◆ **TASK TO CARRY OUT**:
Write out the data below in full, unchanged, minus the images.

◆ **MATERIAL FOR THIS TASK**:

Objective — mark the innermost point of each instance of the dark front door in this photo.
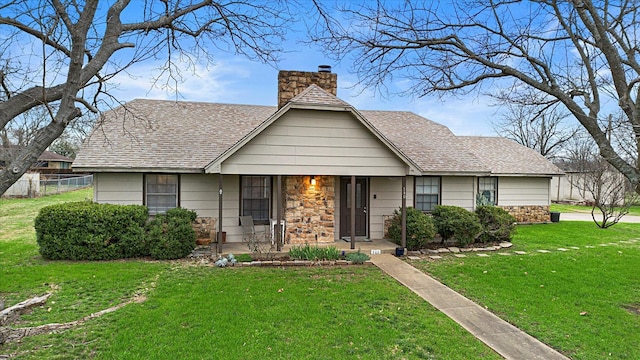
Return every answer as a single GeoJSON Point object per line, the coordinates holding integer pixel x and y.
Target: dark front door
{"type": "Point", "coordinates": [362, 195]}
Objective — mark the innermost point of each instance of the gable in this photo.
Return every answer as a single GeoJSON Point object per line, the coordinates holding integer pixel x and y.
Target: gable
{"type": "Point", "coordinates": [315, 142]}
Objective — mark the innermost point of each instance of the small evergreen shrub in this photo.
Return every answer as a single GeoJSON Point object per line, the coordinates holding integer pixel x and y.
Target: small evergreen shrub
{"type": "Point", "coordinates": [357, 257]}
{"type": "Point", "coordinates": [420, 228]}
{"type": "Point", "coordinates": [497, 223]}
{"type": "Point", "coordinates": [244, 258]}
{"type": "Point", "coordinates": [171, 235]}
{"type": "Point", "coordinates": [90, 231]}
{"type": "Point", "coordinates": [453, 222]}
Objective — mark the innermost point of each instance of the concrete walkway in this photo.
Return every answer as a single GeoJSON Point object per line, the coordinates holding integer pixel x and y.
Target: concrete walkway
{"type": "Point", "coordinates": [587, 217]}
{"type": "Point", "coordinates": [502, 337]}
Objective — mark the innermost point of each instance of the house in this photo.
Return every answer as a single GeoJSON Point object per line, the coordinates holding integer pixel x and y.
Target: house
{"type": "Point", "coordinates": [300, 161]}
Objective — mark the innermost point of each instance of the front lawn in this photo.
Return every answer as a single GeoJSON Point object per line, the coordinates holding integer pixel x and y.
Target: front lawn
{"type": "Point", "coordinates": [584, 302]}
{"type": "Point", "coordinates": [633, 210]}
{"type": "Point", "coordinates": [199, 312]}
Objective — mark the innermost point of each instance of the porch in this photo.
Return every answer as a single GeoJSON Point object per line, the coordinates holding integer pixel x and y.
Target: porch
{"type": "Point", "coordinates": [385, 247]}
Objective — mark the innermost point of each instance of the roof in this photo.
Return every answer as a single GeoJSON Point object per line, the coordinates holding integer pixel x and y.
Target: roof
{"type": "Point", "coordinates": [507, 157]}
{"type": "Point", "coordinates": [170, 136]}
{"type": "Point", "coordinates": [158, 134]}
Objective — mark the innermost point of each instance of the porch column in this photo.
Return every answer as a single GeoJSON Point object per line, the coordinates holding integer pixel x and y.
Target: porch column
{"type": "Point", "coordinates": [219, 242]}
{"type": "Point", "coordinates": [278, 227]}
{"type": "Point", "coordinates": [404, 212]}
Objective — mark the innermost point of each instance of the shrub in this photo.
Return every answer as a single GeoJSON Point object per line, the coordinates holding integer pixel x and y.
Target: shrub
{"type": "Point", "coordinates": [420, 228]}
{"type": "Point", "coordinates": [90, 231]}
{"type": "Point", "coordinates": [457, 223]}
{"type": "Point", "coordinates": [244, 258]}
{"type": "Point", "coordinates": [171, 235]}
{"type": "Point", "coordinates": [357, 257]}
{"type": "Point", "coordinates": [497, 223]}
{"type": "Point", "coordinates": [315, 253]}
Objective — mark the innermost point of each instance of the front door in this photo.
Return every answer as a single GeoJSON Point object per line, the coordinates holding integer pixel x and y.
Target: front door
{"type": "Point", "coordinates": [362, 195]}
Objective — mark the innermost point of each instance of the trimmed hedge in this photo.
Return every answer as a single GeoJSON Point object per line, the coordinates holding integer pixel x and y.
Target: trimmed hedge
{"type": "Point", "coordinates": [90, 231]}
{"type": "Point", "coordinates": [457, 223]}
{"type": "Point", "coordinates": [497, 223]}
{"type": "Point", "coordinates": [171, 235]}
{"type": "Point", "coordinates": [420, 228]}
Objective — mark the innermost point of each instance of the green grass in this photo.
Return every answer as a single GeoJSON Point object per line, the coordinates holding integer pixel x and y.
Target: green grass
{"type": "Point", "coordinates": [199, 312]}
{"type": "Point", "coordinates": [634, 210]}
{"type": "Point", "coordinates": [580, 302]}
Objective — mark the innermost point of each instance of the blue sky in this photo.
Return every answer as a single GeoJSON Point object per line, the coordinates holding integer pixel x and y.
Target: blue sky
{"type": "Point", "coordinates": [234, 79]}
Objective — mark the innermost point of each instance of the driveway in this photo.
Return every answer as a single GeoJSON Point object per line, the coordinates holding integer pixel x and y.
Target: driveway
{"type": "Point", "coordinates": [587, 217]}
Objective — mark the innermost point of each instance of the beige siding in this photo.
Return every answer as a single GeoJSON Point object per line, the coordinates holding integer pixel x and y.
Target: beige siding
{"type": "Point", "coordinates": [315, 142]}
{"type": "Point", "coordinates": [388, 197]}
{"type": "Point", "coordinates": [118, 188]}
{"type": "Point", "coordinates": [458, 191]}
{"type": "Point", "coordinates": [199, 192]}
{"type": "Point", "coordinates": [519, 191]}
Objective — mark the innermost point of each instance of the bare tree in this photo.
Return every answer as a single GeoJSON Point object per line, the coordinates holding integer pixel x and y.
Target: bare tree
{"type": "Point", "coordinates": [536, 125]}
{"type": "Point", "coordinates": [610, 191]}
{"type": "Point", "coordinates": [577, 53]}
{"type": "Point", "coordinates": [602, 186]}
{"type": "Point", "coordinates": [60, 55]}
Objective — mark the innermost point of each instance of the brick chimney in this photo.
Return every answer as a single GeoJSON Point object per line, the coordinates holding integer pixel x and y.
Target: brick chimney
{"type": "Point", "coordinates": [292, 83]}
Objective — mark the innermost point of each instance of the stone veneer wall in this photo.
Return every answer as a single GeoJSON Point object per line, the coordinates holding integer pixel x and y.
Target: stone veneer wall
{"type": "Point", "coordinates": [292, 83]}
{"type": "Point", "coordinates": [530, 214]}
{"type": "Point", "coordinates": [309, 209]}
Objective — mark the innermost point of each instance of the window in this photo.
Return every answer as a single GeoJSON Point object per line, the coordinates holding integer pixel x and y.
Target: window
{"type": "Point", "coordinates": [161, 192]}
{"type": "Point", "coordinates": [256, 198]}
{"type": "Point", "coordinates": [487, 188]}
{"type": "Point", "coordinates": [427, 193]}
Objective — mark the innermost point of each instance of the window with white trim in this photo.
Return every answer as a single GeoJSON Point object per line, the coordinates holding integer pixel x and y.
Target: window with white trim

◆ **WRITTEN SOLUTION**:
Objective — mark the innermost point of each instance of the dark front door in this photo.
Return every answer as a single GeoJSON Point object per line, the coordinates holding integer pixel x and y.
Target: dark front door
{"type": "Point", "coordinates": [362, 195]}
Objective — mark the innermost point of each instance of the gable in this photo.
Return every answer as a single GeoJSON Point object per line, the coordinates holding integer pixel x and y.
Target: gable
{"type": "Point", "coordinates": [315, 142]}
Objective — mark the innermost point of each instance of the small evergreen shrub in this photo.
Return every answer as a single GeoJSON Point object per line, the coordinates holding integer pixel x and y.
Target: small evergreen shrub
{"type": "Point", "coordinates": [357, 257]}
{"type": "Point", "coordinates": [420, 228]}
{"type": "Point", "coordinates": [497, 223]}
{"type": "Point", "coordinates": [244, 258]}
{"type": "Point", "coordinates": [171, 235]}
{"type": "Point", "coordinates": [90, 231]}
{"type": "Point", "coordinates": [453, 222]}
Objective — mark the innermost point of each instance of the concrete walkway in this photo.
Return every answer as a single GeoJSON Point object per line, the coordinates holding integer pixel x and y.
Target: concrete walkway
{"type": "Point", "coordinates": [587, 217]}
{"type": "Point", "coordinates": [502, 337]}
Objective — mark the innermost point of each instance of the house in this photo.
Return every answer as a single GeoJSON Point object per line, the coordinates holding integer pixel x and y.
Target: house
{"type": "Point", "coordinates": [300, 161]}
Objective — mark the innermost point of each instance of the front lawn in this photo.
Return every answer as a single GeoJSON Point object per line, the coordinates holding integer pixel x and y.
Target: front lawn
{"type": "Point", "coordinates": [584, 302]}
{"type": "Point", "coordinates": [633, 210]}
{"type": "Point", "coordinates": [199, 312]}
Objective — mark the innermost point of each instance of the porch in this photo.
Return every answer as a single GeoJSON Point object per line, the coordinates holding integer pixel x and y.
Target: porch
{"type": "Point", "coordinates": [385, 247]}
Objective — mark the innermost point of each instance of the roof in this photo.
Return every answer as a single GeoJSON Point object per line, the coordinates holding integer pixel x and y.
Target: roof
{"type": "Point", "coordinates": [507, 157]}
{"type": "Point", "coordinates": [170, 136]}
{"type": "Point", "coordinates": [158, 134]}
Objective — mark the innermost point of each instance of the porch column in this photo.
Return every answer as a single GeoJSON Point object per line, the coordinates holding integer pixel x and y.
Target: porch column
{"type": "Point", "coordinates": [219, 242]}
{"type": "Point", "coordinates": [278, 227]}
{"type": "Point", "coordinates": [404, 212]}
Objective — mark the innermost point of each instance of the shrub in this photo.
Return every answer as a single GeoJSON Point object per line, the coordinates holding integer pixel x and y.
Target: shrub
{"type": "Point", "coordinates": [420, 228]}
{"type": "Point", "coordinates": [90, 231]}
{"type": "Point", "coordinates": [457, 223]}
{"type": "Point", "coordinates": [244, 258]}
{"type": "Point", "coordinates": [171, 235]}
{"type": "Point", "coordinates": [357, 257]}
{"type": "Point", "coordinates": [497, 223]}
{"type": "Point", "coordinates": [315, 253]}
Objective — mark the innermost point of each instance of the front door in this photo.
Return every answer as a single GeoJSON Point object per line, the coordinates holding integer pixel x and y.
Target: front door
{"type": "Point", "coordinates": [362, 195]}
Objective — mark the innermost point of each instance of the trimmed hedge in this photo.
Return every answer as a single GeoJSON Point object per line, the coordinates holding integer pixel x and y.
Target: trimmed hedge
{"type": "Point", "coordinates": [90, 231]}
{"type": "Point", "coordinates": [457, 223]}
{"type": "Point", "coordinates": [497, 223]}
{"type": "Point", "coordinates": [171, 235]}
{"type": "Point", "coordinates": [420, 228]}
Objective — mark the innermost point of each instance of the green grass in this photo.
Return every answer as a single GeoJSON Point object per line, the coordinates holding integer pixel x and y.
Target: green grass
{"type": "Point", "coordinates": [199, 312]}
{"type": "Point", "coordinates": [634, 210]}
{"type": "Point", "coordinates": [580, 302]}
Objective — mark the innermost point of each instance of the blue sky in this photo.
Return every answer as a single GeoJSON Point object per line, the coordinates holding integer pixel x and y.
Target: blue sky
{"type": "Point", "coordinates": [234, 79]}
Objective — mark the innermost point of each instance of the driveway in this photo.
Return every answer as a single GeoJSON Point object per line, the coordinates holding integer pixel x and y.
Target: driveway
{"type": "Point", "coordinates": [587, 217]}
Objective — mark the innermost point of each instance of the beige siding in this photo.
Return every answer as a single GeoJSON Point object per line, the coordinates holding integer pixel x and y.
Target: beige siding
{"type": "Point", "coordinates": [315, 142]}
{"type": "Point", "coordinates": [388, 197]}
{"type": "Point", "coordinates": [118, 188]}
{"type": "Point", "coordinates": [458, 191]}
{"type": "Point", "coordinates": [199, 192]}
{"type": "Point", "coordinates": [519, 191]}
Objective — mark the innermost point of each instance of the bare tree in this photo.
Return every answer as a single GeoJSON Point object per line, the coordinates holding integer pixel x and y.
Target: bare tree
{"type": "Point", "coordinates": [536, 125]}
{"type": "Point", "coordinates": [610, 191]}
{"type": "Point", "coordinates": [577, 53]}
{"type": "Point", "coordinates": [602, 186]}
{"type": "Point", "coordinates": [60, 55]}
Objective — mark the innermost point of each instance of the brick chimney in this photo.
Return every answer as a single GeoJSON Point object per line, the coordinates holding integer pixel x and y.
Target: brick chimney
{"type": "Point", "coordinates": [292, 83]}
Objective — mark the innermost point of each instance of the stone veneer wall in this photo.
Return every answer as a single GeoJSON Point object per line, the coordinates holding integer pixel x and y.
Target: stone veneer wall
{"type": "Point", "coordinates": [292, 83]}
{"type": "Point", "coordinates": [530, 214]}
{"type": "Point", "coordinates": [309, 209]}
Objective — mark the innermost point of each instance of the window in this photo.
Return every answer as a single GeoJSON Point object per line, the coordinates holding integer pixel x and y.
Target: window
{"type": "Point", "coordinates": [161, 192]}
{"type": "Point", "coordinates": [256, 198]}
{"type": "Point", "coordinates": [487, 188]}
{"type": "Point", "coordinates": [427, 193]}
Objective — mark the innermost point of each instance of the window with white trim in this photo.
Return every answer as a single GeoJSON Point object per line, the coordinates holding integer pixel x and y.
Target: window with white trim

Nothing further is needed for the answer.